--- SUPPLIED MATERIAL ---

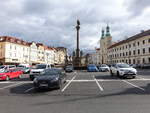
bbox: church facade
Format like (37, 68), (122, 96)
(99, 25), (112, 64)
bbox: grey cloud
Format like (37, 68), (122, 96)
(125, 0), (150, 17)
(23, 0), (51, 15)
(0, 0), (149, 53)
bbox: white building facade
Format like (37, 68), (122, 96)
(108, 30), (150, 65)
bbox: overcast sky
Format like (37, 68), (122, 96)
(0, 0), (150, 52)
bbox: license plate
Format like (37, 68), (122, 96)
(128, 73), (133, 74)
(40, 83), (48, 87)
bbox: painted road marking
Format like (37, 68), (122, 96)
(93, 76), (104, 91)
(122, 80), (145, 91)
(0, 82), (23, 90)
(61, 75), (76, 92)
(0, 81), (33, 84)
(24, 87), (34, 93)
(66, 78), (150, 82)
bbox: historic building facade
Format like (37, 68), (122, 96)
(108, 30), (150, 64)
(100, 25), (112, 64)
(0, 36), (30, 65)
(0, 36), (67, 65)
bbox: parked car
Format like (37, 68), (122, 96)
(0, 65), (16, 73)
(65, 65), (74, 72)
(98, 64), (110, 72)
(110, 63), (137, 79)
(33, 68), (66, 90)
(129, 64), (137, 68)
(0, 69), (23, 81)
(87, 64), (99, 72)
(30, 64), (51, 80)
(17, 65), (31, 74)
(140, 64), (150, 69)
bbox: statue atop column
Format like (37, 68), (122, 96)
(73, 19), (81, 68)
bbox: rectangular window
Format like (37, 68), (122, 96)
(129, 44), (131, 48)
(137, 42), (139, 46)
(143, 40), (145, 44)
(138, 49), (140, 54)
(126, 52), (128, 56)
(10, 45), (12, 49)
(148, 57), (150, 63)
(143, 58), (145, 63)
(143, 48), (145, 54)
(133, 59), (135, 64)
(123, 53), (125, 56)
(149, 47), (150, 53)
(129, 51), (131, 56)
(133, 50), (136, 55)
(149, 39), (150, 43)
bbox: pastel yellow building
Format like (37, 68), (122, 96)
(0, 36), (67, 66)
(0, 36), (30, 65)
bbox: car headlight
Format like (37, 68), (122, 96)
(52, 77), (59, 82)
(33, 78), (38, 83)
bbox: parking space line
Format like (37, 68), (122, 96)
(0, 81), (33, 84)
(136, 76), (145, 80)
(61, 75), (76, 92)
(122, 80), (145, 91)
(24, 87), (34, 93)
(93, 76), (104, 91)
(0, 81), (11, 84)
(65, 78), (150, 82)
(0, 82), (23, 90)
(66, 80), (94, 82)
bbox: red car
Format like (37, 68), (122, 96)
(0, 69), (23, 81)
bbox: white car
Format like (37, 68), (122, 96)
(0, 65), (16, 72)
(30, 64), (51, 74)
(110, 63), (137, 78)
(30, 64), (52, 80)
(98, 64), (110, 72)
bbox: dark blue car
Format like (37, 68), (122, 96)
(87, 64), (99, 72)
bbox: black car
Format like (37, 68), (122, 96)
(33, 68), (66, 90)
(65, 65), (74, 72)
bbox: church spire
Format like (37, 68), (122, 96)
(106, 24), (111, 37)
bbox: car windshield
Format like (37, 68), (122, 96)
(36, 65), (46, 69)
(101, 64), (107, 67)
(17, 65), (25, 68)
(42, 69), (61, 76)
(0, 66), (5, 69)
(117, 64), (130, 68)
(88, 64), (96, 67)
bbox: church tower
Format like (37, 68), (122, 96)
(100, 24), (112, 64)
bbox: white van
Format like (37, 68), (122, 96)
(30, 64), (51, 74)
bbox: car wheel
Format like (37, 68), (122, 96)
(117, 71), (120, 77)
(58, 80), (62, 89)
(18, 74), (22, 79)
(6, 76), (10, 81)
(110, 70), (114, 76)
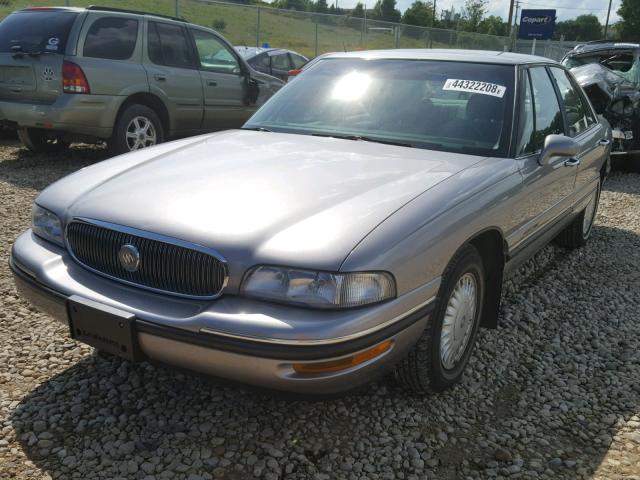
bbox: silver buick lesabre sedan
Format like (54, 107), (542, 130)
(11, 50), (611, 395)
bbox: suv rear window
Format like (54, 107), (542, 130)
(0, 10), (78, 54)
(83, 17), (138, 60)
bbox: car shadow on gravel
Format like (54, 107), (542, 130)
(6, 182), (640, 480)
(0, 143), (109, 191)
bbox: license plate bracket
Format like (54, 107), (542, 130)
(67, 295), (141, 362)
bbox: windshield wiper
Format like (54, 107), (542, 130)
(310, 133), (415, 148)
(241, 126), (272, 132)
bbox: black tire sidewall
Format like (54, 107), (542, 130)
(18, 128), (69, 153)
(111, 105), (164, 156)
(581, 181), (601, 242)
(428, 246), (485, 387)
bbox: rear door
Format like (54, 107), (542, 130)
(268, 51), (292, 81)
(143, 20), (203, 135)
(548, 66), (608, 194)
(189, 27), (248, 130)
(0, 9), (79, 104)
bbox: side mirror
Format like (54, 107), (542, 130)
(243, 77), (260, 105)
(538, 134), (580, 166)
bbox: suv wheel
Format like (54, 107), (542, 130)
(17, 128), (69, 154)
(110, 104), (164, 156)
(395, 244), (485, 394)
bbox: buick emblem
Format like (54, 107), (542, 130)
(118, 244), (140, 272)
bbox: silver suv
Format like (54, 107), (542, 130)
(0, 6), (283, 155)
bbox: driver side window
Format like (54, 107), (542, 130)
(191, 29), (239, 74)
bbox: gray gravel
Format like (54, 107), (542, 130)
(1, 141), (640, 480)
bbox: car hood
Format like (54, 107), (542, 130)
(40, 130), (481, 276)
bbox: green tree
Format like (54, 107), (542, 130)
(618, 0), (640, 41)
(554, 14), (602, 41)
(402, 0), (435, 27)
(314, 0), (329, 13)
(462, 0), (487, 31)
(373, 0), (401, 22)
(478, 15), (507, 36)
(351, 2), (365, 17)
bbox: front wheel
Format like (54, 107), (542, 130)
(17, 128), (70, 154)
(109, 104), (164, 156)
(554, 180), (600, 249)
(395, 244), (485, 394)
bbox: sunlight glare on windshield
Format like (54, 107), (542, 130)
(331, 71), (372, 101)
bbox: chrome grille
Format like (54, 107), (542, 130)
(66, 221), (227, 298)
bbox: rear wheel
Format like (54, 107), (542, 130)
(17, 128), (69, 154)
(109, 104), (164, 156)
(395, 244), (485, 394)
(554, 180), (600, 249)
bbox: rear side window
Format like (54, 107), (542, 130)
(271, 53), (291, 70)
(83, 17), (138, 60)
(0, 10), (78, 53)
(549, 67), (596, 136)
(148, 21), (193, 69)
(290, 53), (307, 69)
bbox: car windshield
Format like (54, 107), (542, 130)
(245, 58), (515, 156)
(0, 10), (78, 54)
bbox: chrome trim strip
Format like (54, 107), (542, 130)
(65, 218), (229, 300)
(199, 295), (436, 346)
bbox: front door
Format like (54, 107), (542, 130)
(510, 66), (578, 250)
(190, 28), (249, 130)
(143, 20), (204, 135)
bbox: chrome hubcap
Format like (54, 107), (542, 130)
(440, 272), (477, 370)
(126, 116), (157, 151)
(582, 188), (598, 236)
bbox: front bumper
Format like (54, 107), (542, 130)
(10, 230), (437, 394)
(0, 93), (123, 139)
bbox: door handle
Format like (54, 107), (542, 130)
(154, 74), (167, 82)
(598, 138), (611, 147)
(564, 158), (581, 167)
(206, 80), (217, 87)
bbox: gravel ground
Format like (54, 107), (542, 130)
(1, 141), (639, 480)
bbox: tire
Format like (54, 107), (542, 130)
(17, 128), (69, 154)
(554, 180), (600, 249)
(109, 104), (164, 156)
(395, 244), (485, 394)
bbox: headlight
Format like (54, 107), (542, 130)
(241, 266), (396, 309)
(32, 204), (64, 246)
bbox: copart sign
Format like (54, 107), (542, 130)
(518, 9), (556, 40)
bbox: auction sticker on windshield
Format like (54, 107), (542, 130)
(443, 79), (506, 98)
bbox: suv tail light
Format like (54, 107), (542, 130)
(63, 61), (90, 94)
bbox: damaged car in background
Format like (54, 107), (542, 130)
(564, 42), (640, 157)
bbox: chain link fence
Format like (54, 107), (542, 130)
(0, 0), (576, 61)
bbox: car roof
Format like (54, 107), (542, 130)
(17, 5), (187, 23)
(320, 49), (556, 65)
(235, 46), (302, 59)
(567, 41), (640, 56)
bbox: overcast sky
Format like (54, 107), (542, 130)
(334, 0), (622, 24)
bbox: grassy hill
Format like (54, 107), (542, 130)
(0, 0), (509, 59)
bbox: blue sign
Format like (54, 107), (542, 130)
(518, 9), (556, 40)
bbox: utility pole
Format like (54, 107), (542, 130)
(604, 0), (613, 39)
(432, 0), (437, 27)
(514, 1), (520, 32)
(507, 0), (515, 36)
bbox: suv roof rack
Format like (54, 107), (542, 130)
(86, 5), (186, 22)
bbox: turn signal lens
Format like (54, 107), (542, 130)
(292, 340), (393, 375)
(288, 68), (303, 77)
(63, 61), (90, 94)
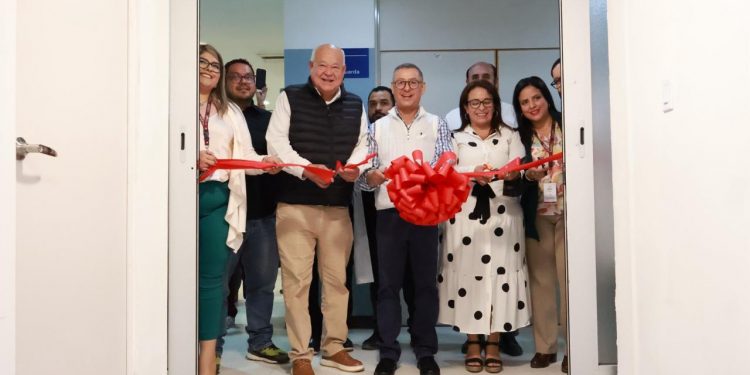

---

*TASK BRIEF:*
Lines that include the word "church" are to be extracted from the data above.

*EXERCISE SOLUTION:*
bbox: church facade
bbox: church spire
bbox: church tower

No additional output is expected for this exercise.